--- DATASET RECORDS ---

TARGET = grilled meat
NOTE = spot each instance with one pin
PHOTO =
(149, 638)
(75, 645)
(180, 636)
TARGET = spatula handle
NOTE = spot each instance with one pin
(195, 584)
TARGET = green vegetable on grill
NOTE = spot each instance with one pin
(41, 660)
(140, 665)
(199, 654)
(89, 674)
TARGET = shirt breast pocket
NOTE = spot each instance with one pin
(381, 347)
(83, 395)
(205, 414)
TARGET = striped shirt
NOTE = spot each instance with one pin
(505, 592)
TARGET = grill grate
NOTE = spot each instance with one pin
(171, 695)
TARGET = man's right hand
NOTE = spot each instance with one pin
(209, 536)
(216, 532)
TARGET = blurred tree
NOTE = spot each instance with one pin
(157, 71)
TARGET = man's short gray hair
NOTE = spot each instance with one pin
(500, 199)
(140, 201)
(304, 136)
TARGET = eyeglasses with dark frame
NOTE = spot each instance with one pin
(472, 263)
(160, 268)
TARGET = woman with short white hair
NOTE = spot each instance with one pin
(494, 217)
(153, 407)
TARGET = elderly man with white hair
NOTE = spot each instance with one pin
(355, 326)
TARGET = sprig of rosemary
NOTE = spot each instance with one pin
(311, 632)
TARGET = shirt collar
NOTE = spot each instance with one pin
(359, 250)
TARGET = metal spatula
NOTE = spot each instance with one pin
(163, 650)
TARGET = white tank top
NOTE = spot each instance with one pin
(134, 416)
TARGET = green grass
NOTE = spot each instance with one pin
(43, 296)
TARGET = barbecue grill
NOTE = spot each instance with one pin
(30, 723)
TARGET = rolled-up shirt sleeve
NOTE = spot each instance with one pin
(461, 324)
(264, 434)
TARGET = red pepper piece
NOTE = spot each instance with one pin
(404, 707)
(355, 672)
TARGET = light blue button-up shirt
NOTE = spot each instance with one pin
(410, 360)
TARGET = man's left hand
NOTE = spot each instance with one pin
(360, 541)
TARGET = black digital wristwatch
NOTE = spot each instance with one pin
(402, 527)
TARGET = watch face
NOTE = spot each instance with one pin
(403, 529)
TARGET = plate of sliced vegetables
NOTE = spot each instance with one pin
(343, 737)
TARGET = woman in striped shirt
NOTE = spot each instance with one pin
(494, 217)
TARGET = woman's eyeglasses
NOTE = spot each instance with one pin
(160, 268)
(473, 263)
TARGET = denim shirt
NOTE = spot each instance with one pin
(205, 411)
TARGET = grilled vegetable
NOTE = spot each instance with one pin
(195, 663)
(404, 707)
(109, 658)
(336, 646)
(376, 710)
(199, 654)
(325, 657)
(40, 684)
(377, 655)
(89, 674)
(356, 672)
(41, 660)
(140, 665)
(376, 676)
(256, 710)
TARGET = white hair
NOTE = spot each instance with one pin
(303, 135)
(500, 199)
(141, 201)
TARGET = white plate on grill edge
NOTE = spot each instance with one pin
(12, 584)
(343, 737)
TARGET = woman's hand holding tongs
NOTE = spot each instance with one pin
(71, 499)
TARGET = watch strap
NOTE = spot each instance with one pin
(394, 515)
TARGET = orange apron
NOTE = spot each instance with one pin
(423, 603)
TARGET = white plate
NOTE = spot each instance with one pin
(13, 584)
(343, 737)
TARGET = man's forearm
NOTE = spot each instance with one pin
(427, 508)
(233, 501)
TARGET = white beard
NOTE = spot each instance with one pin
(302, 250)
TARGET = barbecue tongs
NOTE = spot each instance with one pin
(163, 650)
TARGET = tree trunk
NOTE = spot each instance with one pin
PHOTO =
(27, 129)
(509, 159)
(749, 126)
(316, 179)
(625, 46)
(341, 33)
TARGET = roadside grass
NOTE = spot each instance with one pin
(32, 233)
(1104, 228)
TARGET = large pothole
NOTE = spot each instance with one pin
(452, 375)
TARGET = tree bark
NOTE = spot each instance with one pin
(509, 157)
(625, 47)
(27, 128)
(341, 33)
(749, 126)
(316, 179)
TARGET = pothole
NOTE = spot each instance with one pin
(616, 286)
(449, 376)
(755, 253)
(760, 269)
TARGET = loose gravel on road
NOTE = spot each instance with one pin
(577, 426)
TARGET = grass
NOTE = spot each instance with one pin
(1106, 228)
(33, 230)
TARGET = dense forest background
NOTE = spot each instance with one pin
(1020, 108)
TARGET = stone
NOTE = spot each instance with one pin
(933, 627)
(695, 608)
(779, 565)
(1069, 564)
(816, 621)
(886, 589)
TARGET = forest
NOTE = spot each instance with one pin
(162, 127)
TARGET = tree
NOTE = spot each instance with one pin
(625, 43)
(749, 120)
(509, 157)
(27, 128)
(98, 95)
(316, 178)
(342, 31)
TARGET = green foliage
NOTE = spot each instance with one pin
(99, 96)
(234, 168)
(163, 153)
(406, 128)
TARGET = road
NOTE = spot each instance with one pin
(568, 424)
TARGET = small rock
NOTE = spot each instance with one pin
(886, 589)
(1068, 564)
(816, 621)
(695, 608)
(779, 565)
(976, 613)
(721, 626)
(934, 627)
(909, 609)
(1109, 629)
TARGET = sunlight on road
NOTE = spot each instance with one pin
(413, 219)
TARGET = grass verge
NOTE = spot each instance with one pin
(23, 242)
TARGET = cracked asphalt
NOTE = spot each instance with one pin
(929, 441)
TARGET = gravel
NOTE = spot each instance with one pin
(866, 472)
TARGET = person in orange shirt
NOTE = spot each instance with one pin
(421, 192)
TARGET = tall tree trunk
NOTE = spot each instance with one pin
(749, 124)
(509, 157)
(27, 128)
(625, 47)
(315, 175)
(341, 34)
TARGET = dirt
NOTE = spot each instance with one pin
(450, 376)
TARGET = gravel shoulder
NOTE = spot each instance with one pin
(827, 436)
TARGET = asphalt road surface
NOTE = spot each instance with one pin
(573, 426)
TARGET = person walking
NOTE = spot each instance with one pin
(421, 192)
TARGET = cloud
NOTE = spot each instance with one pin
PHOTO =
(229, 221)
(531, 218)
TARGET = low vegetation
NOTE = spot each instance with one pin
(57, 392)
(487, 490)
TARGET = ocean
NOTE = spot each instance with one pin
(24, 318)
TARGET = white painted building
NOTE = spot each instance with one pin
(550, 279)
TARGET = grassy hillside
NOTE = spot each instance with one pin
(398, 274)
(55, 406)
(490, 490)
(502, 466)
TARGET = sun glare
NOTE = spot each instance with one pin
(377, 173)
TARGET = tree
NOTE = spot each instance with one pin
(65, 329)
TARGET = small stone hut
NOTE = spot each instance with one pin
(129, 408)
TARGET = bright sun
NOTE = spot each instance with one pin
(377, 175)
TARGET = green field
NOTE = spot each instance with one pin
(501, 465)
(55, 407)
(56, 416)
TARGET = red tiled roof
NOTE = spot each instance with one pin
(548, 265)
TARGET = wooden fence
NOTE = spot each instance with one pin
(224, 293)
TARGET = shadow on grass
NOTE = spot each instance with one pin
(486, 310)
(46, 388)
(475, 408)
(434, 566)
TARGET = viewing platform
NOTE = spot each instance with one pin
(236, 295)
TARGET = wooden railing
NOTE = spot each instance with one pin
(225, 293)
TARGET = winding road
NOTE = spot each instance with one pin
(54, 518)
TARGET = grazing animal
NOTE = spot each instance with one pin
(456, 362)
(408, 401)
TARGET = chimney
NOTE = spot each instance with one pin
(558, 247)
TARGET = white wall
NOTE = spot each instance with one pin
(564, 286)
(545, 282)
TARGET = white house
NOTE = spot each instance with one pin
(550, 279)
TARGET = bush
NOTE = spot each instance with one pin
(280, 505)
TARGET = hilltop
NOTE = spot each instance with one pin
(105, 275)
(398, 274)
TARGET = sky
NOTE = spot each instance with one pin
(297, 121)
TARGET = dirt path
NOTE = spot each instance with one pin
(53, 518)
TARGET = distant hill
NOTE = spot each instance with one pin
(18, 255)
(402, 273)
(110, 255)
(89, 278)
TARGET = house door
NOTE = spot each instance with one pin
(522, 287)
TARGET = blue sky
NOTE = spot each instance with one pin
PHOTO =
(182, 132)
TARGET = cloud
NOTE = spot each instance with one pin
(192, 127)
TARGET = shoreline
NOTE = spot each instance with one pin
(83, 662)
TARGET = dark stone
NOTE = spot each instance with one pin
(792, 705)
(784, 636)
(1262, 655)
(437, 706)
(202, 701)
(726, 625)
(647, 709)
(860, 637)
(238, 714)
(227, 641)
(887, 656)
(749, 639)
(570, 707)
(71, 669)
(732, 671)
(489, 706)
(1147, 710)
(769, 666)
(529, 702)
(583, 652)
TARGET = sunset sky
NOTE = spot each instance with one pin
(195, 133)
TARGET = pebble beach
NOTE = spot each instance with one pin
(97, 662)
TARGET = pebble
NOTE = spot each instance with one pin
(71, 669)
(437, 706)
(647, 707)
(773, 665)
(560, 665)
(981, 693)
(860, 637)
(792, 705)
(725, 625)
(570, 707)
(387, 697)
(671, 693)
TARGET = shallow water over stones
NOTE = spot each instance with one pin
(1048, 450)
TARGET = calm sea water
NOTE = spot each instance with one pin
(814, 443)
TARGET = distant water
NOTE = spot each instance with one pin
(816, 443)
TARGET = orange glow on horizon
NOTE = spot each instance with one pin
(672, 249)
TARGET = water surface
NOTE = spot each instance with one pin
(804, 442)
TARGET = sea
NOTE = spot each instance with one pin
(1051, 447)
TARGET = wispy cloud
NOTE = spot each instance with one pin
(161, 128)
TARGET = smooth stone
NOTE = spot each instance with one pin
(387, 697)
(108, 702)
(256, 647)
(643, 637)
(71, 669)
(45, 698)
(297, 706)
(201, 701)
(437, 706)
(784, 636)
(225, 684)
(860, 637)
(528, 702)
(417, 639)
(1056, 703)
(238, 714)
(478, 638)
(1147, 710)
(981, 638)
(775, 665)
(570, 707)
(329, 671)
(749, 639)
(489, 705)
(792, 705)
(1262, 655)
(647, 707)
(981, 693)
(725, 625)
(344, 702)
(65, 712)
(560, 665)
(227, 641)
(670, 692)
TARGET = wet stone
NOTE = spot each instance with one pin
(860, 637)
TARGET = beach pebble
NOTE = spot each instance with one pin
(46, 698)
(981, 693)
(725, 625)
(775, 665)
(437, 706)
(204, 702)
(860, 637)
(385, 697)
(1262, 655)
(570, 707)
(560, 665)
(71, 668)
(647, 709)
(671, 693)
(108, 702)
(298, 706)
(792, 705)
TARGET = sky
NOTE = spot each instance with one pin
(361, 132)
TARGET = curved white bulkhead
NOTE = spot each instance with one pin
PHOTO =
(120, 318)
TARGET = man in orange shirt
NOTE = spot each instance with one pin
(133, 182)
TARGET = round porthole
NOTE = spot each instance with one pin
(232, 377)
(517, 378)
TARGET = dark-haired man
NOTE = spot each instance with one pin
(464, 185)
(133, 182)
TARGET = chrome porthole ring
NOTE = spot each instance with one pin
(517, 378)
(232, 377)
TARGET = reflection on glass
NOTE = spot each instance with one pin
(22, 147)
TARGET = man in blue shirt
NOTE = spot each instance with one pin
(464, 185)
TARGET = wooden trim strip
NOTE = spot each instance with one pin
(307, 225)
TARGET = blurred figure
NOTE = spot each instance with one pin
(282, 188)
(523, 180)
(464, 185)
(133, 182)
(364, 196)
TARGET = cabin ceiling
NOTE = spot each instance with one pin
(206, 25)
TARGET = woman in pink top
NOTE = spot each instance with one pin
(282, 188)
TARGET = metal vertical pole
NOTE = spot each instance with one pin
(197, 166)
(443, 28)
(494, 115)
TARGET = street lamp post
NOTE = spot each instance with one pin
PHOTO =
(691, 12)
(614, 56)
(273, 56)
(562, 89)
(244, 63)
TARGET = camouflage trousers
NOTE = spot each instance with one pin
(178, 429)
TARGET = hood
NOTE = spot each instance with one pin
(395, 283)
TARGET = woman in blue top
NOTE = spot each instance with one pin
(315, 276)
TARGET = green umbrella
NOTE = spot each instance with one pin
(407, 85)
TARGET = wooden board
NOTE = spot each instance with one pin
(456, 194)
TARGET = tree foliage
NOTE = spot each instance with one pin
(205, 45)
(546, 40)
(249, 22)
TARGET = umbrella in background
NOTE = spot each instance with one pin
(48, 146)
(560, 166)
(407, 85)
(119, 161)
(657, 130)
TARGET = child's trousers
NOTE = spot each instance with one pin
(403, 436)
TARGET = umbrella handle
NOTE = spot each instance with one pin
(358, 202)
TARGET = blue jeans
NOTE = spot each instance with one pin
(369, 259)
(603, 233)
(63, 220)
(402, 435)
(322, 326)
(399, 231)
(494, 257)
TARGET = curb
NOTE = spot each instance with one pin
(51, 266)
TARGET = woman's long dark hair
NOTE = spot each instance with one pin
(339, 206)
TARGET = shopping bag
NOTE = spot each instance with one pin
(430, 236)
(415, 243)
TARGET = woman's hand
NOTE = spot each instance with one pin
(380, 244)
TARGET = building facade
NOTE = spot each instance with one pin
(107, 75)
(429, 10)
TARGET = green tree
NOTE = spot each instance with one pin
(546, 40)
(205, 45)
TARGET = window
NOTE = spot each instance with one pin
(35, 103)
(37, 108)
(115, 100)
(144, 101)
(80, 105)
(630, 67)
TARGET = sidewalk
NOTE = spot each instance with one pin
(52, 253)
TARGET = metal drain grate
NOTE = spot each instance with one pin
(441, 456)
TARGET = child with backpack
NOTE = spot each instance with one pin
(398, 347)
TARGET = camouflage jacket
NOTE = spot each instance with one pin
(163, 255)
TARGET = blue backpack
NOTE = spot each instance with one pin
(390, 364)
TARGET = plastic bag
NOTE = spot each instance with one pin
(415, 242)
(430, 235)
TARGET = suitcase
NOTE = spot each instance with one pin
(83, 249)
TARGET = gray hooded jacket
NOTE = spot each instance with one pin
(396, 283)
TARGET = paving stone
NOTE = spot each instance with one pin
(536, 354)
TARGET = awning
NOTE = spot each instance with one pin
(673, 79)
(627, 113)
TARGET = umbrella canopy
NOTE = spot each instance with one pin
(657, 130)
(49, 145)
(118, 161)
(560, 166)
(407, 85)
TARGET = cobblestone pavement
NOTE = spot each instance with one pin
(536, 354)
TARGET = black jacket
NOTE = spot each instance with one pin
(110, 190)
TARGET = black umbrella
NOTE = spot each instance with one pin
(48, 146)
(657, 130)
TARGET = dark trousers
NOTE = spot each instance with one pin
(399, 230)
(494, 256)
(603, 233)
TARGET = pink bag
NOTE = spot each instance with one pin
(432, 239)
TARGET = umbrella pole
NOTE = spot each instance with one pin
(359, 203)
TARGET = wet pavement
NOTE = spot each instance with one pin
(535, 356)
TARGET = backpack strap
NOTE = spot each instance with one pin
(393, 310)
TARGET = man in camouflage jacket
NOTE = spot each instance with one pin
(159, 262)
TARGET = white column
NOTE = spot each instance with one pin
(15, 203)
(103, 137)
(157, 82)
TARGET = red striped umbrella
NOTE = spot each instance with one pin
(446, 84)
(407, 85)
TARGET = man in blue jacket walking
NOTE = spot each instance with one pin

--- EXERCISE ---
Rewrite only the lines of the material from the line containing "TARGET = awning" through the end of the material, both included, and keep every line, requests too. Multiply each point coordinate in the answers by 0.35 and round it to a whole number, with halves rounded up.

--- TASK RESPONSE ---
TARGET = awning
NOTE = spot each instance with one pin
(236, 28)
(219, 40)
TARGET = umbrella canopy
NOTE = spot each instance with one pin
(230, 46)
(17, 51)
(41, 56)
(196, 58)
(142, 30)
TARGET = cobblestone pavement
NOTE = spot each instance with one pin
(188, 124)
TARGET = black jacket
NOTE = spot each instance with one pin
(39, 67)
TARGET = black umbrella
NOTE = spot each instance with one pin
(17, 51)
(230, 46)
TARGET = dark trousers
NOTE = spot each instance with one pin
(140, 81)
(173, 90)
(211, 82)
TARGET = pink bag
NOTE = spot each instance with one pin
(151, 84)
TARGET = umbrella pole
NOTE = spot each instance with one pin
(126, 71)
TARGET = wet pavement
NOTE = spot each instance with one pin
(187, 125)
TARGET = backpack strap
NOTE = spot each instance with one pin
(138, 109)
TARGET = man in camouflage jacket
NOTE = spot each instance with one pin
(56, 92)
TARGET = white column
NOTE = spot each instance with one pin
(5, 71)
(36, 48)
(55, 29)
TARGET = red striped umbrella
NOTE = spot each instance with one pin
(156, 29)
(142, 30)
TARGET = man in blue jacket walking
NOTE = spot each instance with one pin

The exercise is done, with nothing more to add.